#### Supplied entries

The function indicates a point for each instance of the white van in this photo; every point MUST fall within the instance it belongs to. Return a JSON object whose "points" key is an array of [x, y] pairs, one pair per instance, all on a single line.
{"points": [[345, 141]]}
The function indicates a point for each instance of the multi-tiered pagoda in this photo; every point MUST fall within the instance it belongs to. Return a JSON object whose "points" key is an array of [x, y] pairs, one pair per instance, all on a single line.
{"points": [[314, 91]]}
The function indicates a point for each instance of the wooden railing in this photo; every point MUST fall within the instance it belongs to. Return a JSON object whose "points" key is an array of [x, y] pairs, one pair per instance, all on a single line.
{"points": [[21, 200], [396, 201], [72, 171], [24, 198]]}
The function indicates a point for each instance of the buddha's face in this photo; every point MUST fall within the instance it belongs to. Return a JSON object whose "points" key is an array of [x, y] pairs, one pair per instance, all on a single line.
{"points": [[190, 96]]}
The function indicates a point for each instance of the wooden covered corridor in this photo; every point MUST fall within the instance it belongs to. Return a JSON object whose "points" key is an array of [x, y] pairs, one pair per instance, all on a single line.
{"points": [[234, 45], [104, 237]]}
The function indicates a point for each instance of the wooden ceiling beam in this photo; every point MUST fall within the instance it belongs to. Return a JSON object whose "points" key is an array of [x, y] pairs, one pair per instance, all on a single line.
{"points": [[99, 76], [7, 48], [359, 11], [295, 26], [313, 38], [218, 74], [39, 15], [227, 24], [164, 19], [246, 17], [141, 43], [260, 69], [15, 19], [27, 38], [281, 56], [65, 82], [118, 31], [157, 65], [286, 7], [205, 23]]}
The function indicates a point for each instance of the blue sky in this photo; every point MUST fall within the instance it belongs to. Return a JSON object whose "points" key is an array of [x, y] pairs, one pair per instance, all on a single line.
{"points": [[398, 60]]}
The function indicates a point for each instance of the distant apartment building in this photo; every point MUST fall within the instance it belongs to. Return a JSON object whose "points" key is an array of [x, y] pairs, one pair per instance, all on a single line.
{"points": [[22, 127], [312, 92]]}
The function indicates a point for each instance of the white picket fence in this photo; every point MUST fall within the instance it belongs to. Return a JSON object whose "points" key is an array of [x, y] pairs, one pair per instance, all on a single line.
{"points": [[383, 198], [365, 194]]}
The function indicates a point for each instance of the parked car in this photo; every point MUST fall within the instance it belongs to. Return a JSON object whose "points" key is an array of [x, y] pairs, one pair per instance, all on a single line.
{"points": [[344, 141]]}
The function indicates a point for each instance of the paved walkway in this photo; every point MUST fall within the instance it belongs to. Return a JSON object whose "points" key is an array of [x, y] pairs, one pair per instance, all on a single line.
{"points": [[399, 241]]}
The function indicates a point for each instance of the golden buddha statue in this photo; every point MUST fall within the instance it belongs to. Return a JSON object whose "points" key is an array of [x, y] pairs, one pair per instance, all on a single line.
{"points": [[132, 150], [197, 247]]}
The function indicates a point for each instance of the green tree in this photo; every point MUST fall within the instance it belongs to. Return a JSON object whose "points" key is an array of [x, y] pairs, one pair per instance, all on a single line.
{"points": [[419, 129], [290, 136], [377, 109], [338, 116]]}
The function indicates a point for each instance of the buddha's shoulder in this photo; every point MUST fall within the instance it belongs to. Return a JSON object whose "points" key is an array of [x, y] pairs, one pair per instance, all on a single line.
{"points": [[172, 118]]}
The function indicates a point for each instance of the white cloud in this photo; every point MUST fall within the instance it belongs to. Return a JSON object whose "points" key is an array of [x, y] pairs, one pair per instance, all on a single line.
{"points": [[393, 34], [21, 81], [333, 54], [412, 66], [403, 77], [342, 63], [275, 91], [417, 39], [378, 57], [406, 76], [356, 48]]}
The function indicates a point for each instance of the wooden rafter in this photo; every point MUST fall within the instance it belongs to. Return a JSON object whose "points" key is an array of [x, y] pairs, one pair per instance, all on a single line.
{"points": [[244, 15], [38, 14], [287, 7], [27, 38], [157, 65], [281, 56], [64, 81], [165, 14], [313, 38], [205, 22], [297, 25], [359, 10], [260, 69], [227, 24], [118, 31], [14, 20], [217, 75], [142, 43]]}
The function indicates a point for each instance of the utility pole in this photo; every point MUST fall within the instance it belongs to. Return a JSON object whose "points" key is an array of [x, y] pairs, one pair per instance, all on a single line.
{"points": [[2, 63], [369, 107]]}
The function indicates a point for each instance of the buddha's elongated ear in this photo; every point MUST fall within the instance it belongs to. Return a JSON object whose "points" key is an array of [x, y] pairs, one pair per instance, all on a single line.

########
#### Supplied entries

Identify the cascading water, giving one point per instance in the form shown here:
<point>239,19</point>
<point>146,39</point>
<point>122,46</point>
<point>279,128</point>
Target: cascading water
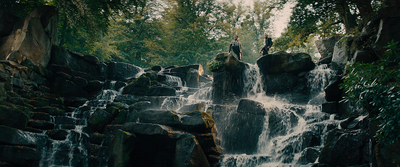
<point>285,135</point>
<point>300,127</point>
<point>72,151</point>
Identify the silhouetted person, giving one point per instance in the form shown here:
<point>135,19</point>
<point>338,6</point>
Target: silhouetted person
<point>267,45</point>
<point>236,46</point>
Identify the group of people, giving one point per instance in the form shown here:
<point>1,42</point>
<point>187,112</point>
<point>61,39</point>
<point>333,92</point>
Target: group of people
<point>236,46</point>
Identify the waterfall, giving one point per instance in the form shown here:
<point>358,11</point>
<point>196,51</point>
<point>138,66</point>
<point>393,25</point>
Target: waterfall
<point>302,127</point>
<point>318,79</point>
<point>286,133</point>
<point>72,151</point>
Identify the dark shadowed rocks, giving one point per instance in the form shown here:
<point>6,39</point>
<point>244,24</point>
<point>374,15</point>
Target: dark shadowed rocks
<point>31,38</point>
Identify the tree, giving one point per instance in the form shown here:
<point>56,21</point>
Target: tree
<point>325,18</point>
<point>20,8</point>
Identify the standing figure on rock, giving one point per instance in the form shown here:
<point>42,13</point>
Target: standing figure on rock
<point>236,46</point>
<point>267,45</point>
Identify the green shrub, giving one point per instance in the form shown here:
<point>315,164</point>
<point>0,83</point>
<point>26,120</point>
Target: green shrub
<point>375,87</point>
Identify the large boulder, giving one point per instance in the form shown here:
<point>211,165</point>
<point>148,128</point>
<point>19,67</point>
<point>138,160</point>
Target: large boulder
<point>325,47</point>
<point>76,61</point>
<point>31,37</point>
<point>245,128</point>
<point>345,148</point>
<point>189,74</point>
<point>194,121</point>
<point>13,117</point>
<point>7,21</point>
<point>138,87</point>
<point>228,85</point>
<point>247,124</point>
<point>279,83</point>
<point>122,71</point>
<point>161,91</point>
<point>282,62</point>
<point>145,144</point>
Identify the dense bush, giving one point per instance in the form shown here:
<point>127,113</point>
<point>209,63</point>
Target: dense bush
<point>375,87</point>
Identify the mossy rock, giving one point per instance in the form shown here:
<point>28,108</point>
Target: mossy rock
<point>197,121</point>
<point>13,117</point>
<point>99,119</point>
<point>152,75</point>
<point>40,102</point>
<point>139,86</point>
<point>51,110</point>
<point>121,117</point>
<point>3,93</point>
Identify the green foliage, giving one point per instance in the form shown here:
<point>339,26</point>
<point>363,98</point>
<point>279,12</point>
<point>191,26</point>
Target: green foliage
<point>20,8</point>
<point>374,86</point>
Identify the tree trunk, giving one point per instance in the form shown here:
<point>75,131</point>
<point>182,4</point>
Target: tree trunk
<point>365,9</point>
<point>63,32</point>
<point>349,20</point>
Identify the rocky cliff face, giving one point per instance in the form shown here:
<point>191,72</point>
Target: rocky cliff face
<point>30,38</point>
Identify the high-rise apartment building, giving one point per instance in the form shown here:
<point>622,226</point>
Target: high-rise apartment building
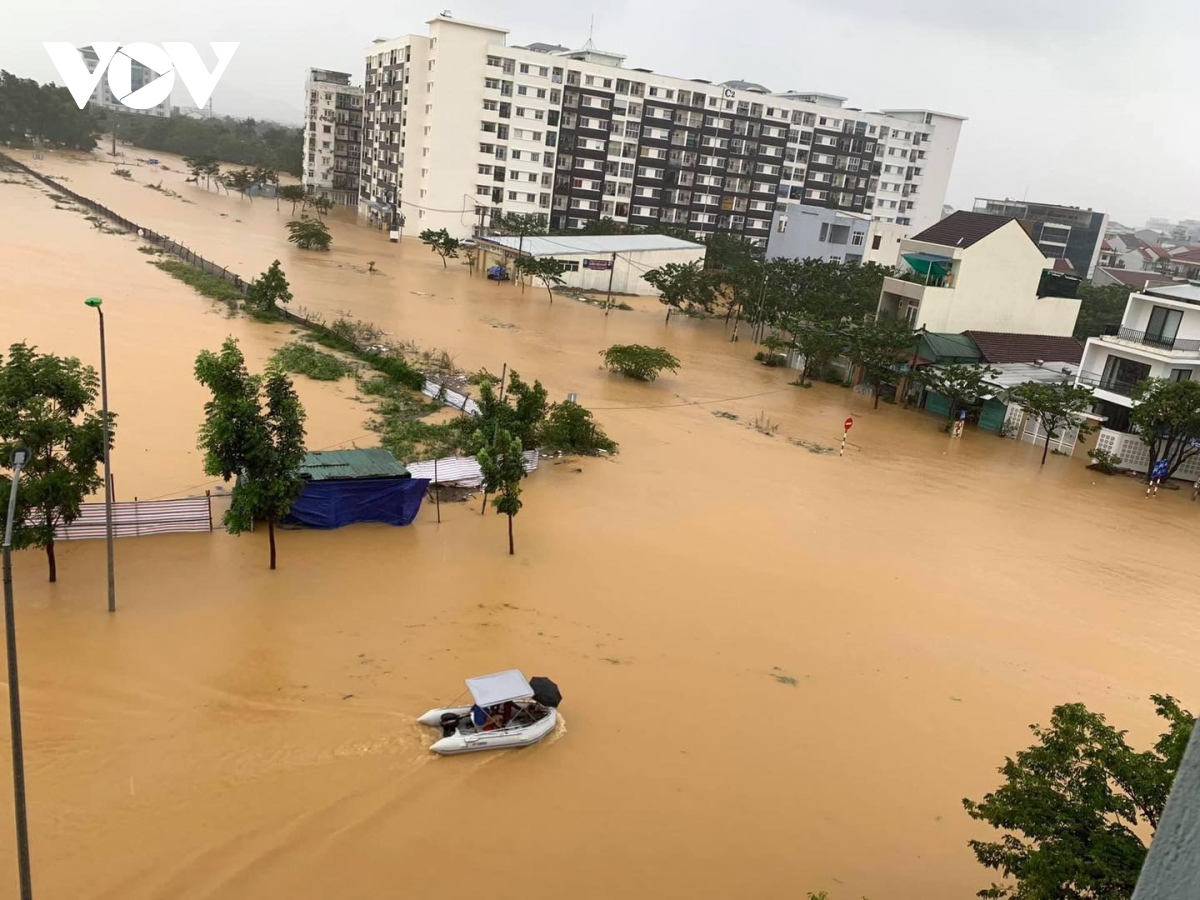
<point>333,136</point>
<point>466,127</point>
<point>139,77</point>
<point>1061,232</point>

########

Change "mossy rock" to "moss-covered boulder" in the records that start with the line containing "Identify the mossy" and run through the line containing "<point>3,93</point>". Give back only those lines, with everything else left as it is.

Identify the moss-covered boulder, giving one point per instance in the form shown here:
<point>28,108</point>
Target: moss-covered boulder
<point>197,121</point>
<point>13,117</point>
<point>99,119</point>
<point>152,75</point>
<point>40,102</point>
<point>139,86</point>
<point>51,110</point>
<point>121,117</point>
<point>3,93</point>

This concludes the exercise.